WORK INSTRUCTIONS: Leave out the images and transcribe the entries below word for word.

------------------------------------

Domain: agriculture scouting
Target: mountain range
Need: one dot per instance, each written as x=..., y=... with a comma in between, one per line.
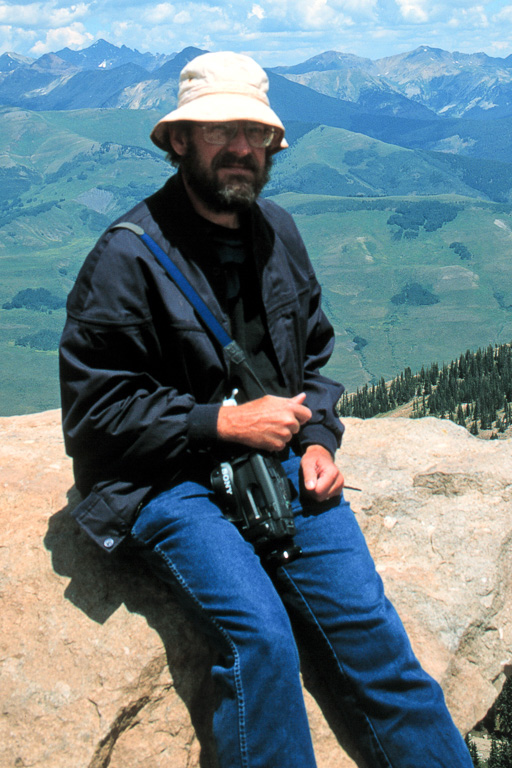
x=418, y=85
x=399, y=175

------------------------------------

REPLY TO THE EXERCISE:
Domain: agriculture scouting
Target: mountain range
Need: one dot per instance, each written as x=..., y=... with a comma in between, one per line.
x=418, y=85
x=399, y=175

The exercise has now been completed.